Instructions to follow:
Convert every line of the items below into a numbered list, omitting blank lines and leaving out the pictures.

Extracted information:

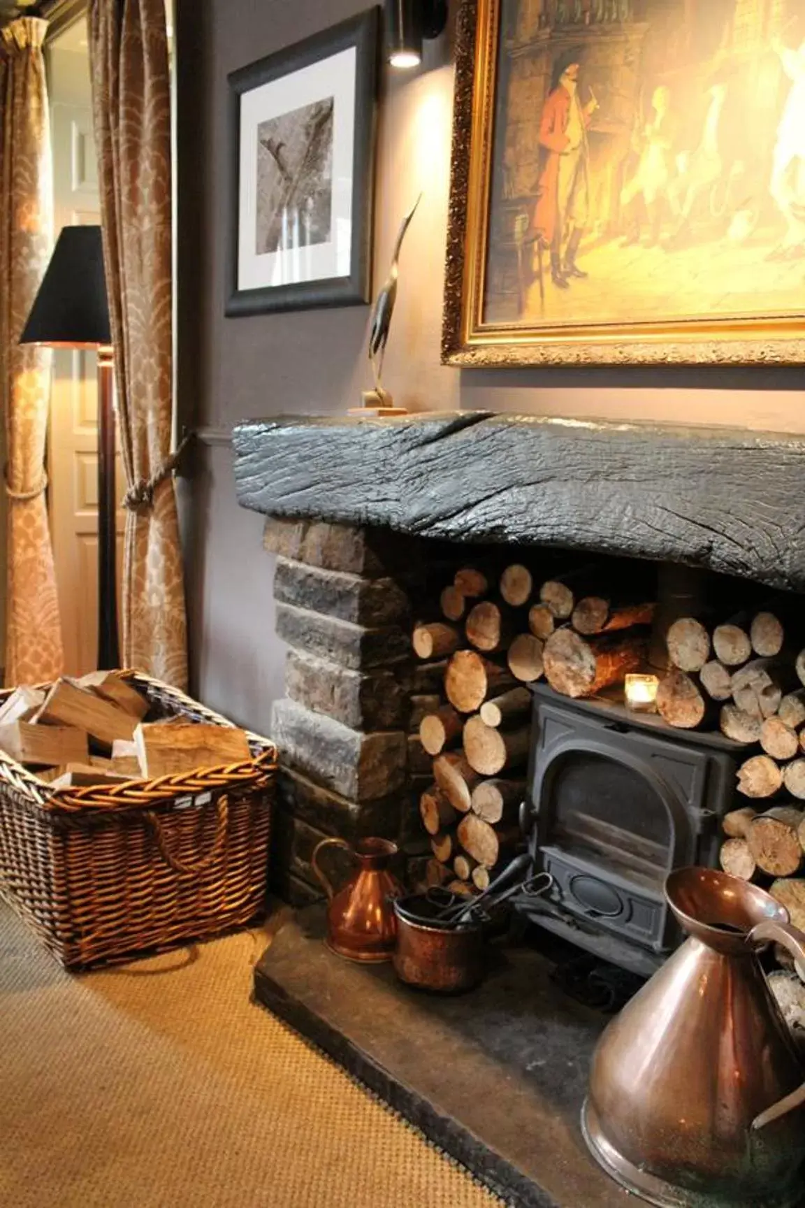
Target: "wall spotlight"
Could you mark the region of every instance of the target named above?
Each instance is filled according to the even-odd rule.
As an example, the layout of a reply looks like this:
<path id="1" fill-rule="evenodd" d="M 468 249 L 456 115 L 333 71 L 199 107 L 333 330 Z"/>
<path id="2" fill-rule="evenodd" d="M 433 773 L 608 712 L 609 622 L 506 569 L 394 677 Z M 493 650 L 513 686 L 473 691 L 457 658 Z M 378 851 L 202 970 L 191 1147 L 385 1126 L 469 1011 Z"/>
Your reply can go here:
<path id="1" fill-rule="evenodd" d="M 438 37 L 447 19 L 447 0 L 386 0 L 386 58 L 391 66 L 419 66 L 422 39 Z"/>

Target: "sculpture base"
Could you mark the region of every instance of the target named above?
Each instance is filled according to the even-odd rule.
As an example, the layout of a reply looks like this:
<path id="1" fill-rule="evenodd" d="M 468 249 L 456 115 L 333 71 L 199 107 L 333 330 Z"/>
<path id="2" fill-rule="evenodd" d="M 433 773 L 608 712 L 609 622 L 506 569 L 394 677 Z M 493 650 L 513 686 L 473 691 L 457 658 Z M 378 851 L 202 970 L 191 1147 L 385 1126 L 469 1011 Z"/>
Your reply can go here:
<path id="1" fill-rule="evenodd" d="M 362 406 L 350 407 L 349 416 L 407 416 L 406 407 L 395 407 L 395 400 L 386 390 L 363 390 Z"/>

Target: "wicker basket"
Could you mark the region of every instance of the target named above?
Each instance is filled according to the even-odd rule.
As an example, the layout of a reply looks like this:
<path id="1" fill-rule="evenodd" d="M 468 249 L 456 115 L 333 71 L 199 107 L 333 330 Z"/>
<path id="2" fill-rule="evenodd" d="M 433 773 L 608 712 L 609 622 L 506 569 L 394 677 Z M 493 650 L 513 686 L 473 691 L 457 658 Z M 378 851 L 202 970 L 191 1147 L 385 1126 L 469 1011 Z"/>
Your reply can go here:
<path id="1" fill-rule="evenodd" d="M 150 720 L 229 725 L 157 680 L 118 674 L 148 698 Z M 251 733 L 249 745 L 243 763 L 56 791 L 0 753 L 0 893 L 70 969 L 253 922 L 276 750 Z"/>

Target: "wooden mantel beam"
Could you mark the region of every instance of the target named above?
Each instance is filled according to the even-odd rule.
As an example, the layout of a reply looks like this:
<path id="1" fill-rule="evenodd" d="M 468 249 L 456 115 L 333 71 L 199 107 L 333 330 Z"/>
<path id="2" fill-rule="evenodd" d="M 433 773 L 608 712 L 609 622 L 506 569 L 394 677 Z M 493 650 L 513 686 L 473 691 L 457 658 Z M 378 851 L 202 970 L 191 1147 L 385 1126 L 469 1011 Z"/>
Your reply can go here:
<path id="1" fill-rule="evenodd" d="M 670 559 L 805 591 L 805 439 L 488 412 L 269 418 L 239 503 L 455 541 Z"/>

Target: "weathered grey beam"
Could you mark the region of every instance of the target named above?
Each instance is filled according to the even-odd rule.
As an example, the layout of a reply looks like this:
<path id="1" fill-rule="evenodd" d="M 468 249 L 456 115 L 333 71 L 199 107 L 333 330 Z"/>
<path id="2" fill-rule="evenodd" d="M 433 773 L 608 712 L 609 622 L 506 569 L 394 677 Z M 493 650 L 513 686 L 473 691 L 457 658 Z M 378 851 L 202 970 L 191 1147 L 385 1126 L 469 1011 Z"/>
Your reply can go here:
<path id="1" fill-rule="evenodd" d="M 243 506 L 670 559 L 805 591 L 805 440 L 485 412 L 252 420 Z"/>

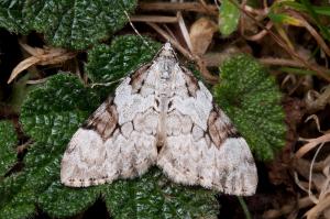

Exercise output:
1. Target: "wall spotlight"
2. Could you mark the region of every instance of the target named above?
3. Each instance is filled according to the even-odd rule.
4. As an example, the layout of a reply looks like this:
5. <path id="1" fill-rule="evenodd" d="M 468 249 L 456 115 L 333 71 L 199 107 L 333 330 Z"/>
6. <path id="2" fill-rule="evenodd" d="M 433 773 L 608 712 L 609 622 L 506 569 L 394 677 Z M 493 650 L 513 686 L 473 691 L 457 658 Z M 378 851 L 202 970 L 191 1147 L 385 1126 L 469 1011 Z"/>
7. Your reply can go here:
8. <path id="1" fill-rule="evenodd" d="M 438 37 L 447 19 L 447 0 L 386 0 L 386 58 L 391 66 L 419 66 L 422 39 Z"/>
9. Target: "sculpture base"
10. Could you mark the region of every instance of the target named above?
11. Each instance is filled according to the even-odd rule.
12. As an example, the layout of a reply looks like this:
13. <path id="1" fill-rule="evenodd" d="M 468 249 L 456 115 L 333 71 L 199 107 L 333 330 Z"/>
14. <path id="2" fill-rule="evenodd" d="M 433 773 L 608 712 L 609 622 L 506 569 L 394 677 Z M 493 650 L 513 686 L 473 691 L 457 658 Z M 378 851 L 202 970 L 191 1147 L 385 1126 L 469 1011 Z"/>
15. Your reply can go here:
16. <path id="1" fill-rule="evenodd" d="M 362 406 L 350 407 L 349 416 L 407 416 L 406 407 L 395 407 L 395 400 L 386 390 L 363 390 Z"/>
17. Target: "wicker basket"
18. Could you mark the region of every instance of the target named above?
19. Each instance is filled according to the even-odd rule.
20. As an example, the layout of a reply looks like this:
21. <path id="1" fill-rule="evenodd" d="M 468 249 L 456 115 L 333 71 L 199 107 L 333 330 Z"/>
22. <path id="2" fill-rule="evenodd" d="M 433 773 L 608 712 L 609 622 L 506 569 L 394 677 Z M 493 650 L 513 686 L 473 691 L 457 658 Z M 378 851 L 202 970 L 191 1147 L 385 1126 L 469 1011 Z"/>
23. Your reply can go here:
24. <path id="1" fill-rule="evenodd" d="M 150 720 L 229 725 L 157 680 L 118 674 L 148 698 Z M 251 733 L 249 745 L 243 763 L 56 791 L 0 753 L 0 893 L 70 969 L 253 922 L 276 750 Z"/>
25. Target: "wooden mantel beam"
26. Could you mark the region of every instance of the target named above?
27. Each instance is filled according to the even-odd rule.
28. As an example, the layout of a reply looks like this:
29. <path id="1" fill-rule="evenodd" d="M 468 249 L 456 115 L 333 71 L 199 107 L 333 330 Z"/>
30. <path id="2" fill-rule="evenodd" d="M 433 773 L 608 712 L 609 622 L 506 569 L 394 677 Z M 493 650 L 513 686 L 473 691 L 457 658 Z M 378 851 L 202 970 L 191 1147 L 385 1126 L 469 1011 Z"/>
31. Your reply can go here:
32. <path id="1" fill-rule="evenodd" d="M 670 559 L 805 591 L 805 439 L 488 412 L 269 418 L 239 503 L 455 541 Z"/>
33. Target: "weathered grey beam"
34. Could you mark the region of every instance of the target named above?
35. Each instance is filled according to the even-odd rule.
36. As an example, the layout of a reply looks like this:
37. <path id="1" fill-rule="evenodd" d="M 468 249 L 456 115 L 333 71 L 199 107 L 333 330 Z"/>
38. <path id="2" fill-rule="evenodd" d="M 433 773 L 608 712 L 609 622 L 506 569 L 394 677 Z M 493 650 L 513 686 L 473 691 L 457 658 Z M 378 851 L 202 970 L 191 1147 L 385 1126 L 469 1011 Z"/>
39. Your reply can go here:
40. <path id="1" fill-rule="evenodd" d="M 243 506 L 670 559 L 805 591 L 805 440 L 485 412 L 252 420 Z"/>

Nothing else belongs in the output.